*Your objective:* From the excerpt on training a factorization recommender, write out verbatim the passage from "Use util.random_split_by_user to" up to and including "item_test_proportion=0.3)".

PROGRESS: Recsys training: model = factorization_recommender


In [29]:
recommender.num_factors

8

In [30]:
recommender.regularization

1e-08

In [31]:
recommender.solver

'auto'

In [32]:
recommender.max_iterations

50

## Train/test split for cross-validation

Use util.random_split_by_user to make training and validation subset.
Check various parameters based on RMSE. Suprisingly, the default setting, which results in num_factor=8, max_iteractions=50, solver=auto, gave the lowest RMSE. When I tried to increase num_factor, max_iteractions, or solver, RMSE went up.

I also tried different solver method. The default 'sgd', and 'adagrad' are the best, while 'als' has higher RMSE.

In [33]:
training_subset, validation_subset = \
graphlab.recommender.util.random_split_by_user(gdf_ratings,
                                               user_id="user", 
                                               item_id="movie",
                                               item_test_proportion=0.3) 

In [34]:
model_1 = graphlab.recommender.factorization_recommender.create(training_subset,
                                                                    user_id='user',
                                                                    item_id='movie',
                                                                    target='rating',
                                                                    user_data=gdf_users,
                                                                    item_data=gdf_movies,
                                                                    side_data_factorization=True,
                                                                    verbose=False)

PROGRESS: Recsys training: model = factorization_recommender


In [35]:
rmse_1 = model_1.evaluate(validation_subset,verbose=False)
rmse_1['rmse_overall']

0.8863974757135484

In [36]:
#Increase num_factors and max_iterations, and solver='sgd'
model_2 = graphlab.recommender.factorization_recommender.create(training_subset,
                                                                    user_id='user',
                                                                    item_id='movie',
                                                                    target='rating',
                                                                    user_data=gdf_users,
                                                                    item_data=gdf_movies,
                                                                    side_data_factorization=True,
                                                                    max_iterations = 200,
                                                                    num_factors = 20,
                                                                    solver='sgd',
                                                                    verbose=False)

PROGRESS: Recsys training: model = factorization_recommender


In [37]:
#RMSE is worse, most likely because num_factors
rmse_2 = model_2.evaluate(validation_subset,verbose=False)
rmse_2['rmse_overall']

1.1087815373222412

In [38]:
#reduce max_iterations
model_3 = graphlab.recommender.factorization_recommender.create(training_subset,
                                                                    user_id='user',
                                                                    item_id='movie',
                                                                    target='rating',
                                                                    user_data=gdf_users,
                                                                    item_data=gdf_movies,
                                                                    side_data_factorization=True,
                                                                    num_factors = 10,
                                                                    max_iterations=50,
                                                                    solver='sgd',
                                                                    verbose=False)

*Dataset section:*
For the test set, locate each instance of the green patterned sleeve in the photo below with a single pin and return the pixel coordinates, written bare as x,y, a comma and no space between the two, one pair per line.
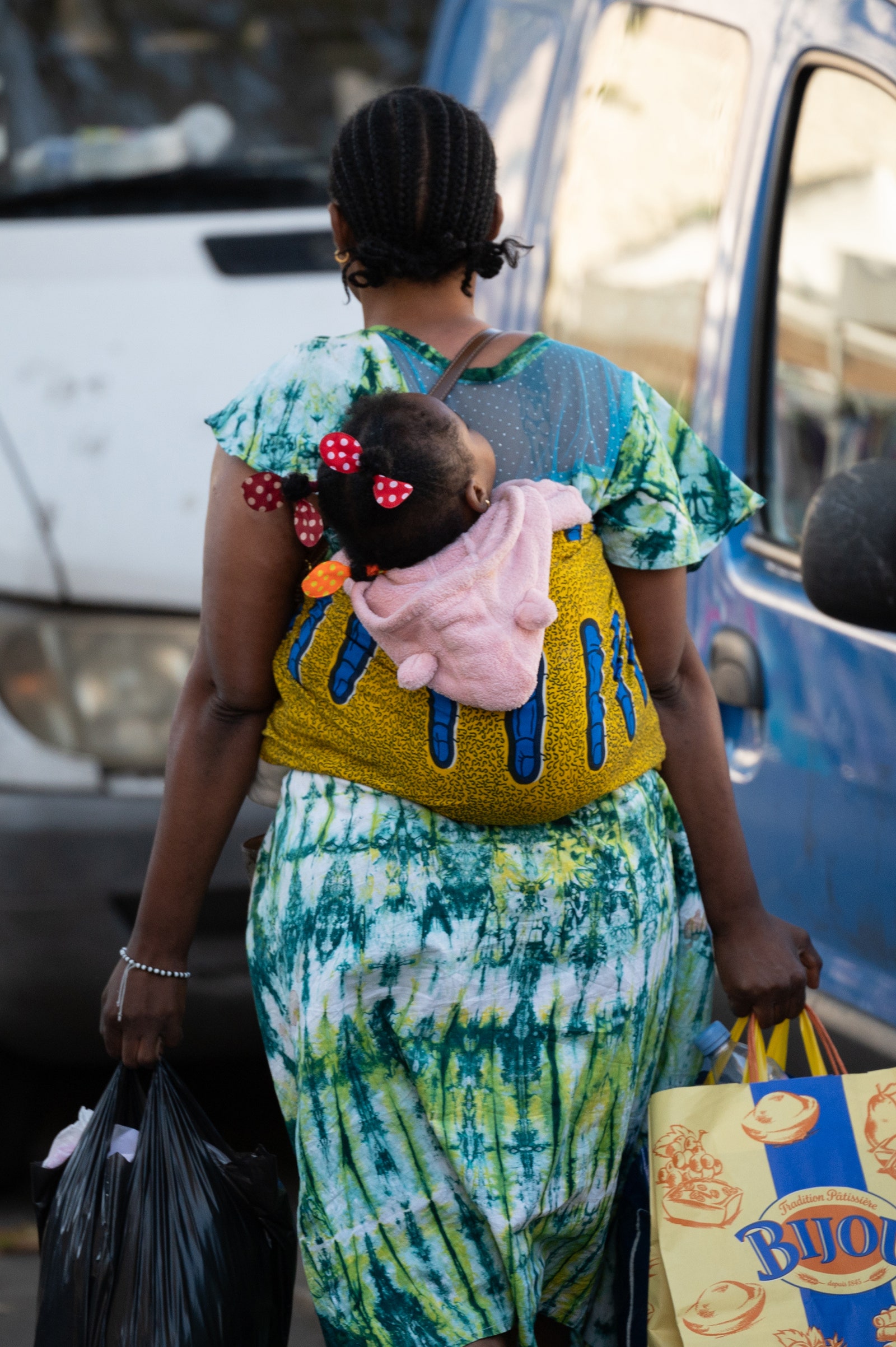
278,422
670,500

*Written response:*
Use util.random_split_by_user to make training and validation subset.
Check various parameters based on RMSE. Suprisingly, the default setting, which results in num_factor=8, max_iteractions=50, solver=auto, gave the lowest RMSE. When I tried to increase num_factor, max_iteractions, or solver, RMSE went up.

I also tried different solver method. The default 'sgd', and 'adagrad' are the best, while 'als' has higher RMSE.

In [33]:
training_subset, validation_subset = \
graphlab.recommender.util.random_split_by_user(gdf_ratings,
                                               user_id="user", 
                                               item_id="movie",
                                               item_test_proportion=0.3)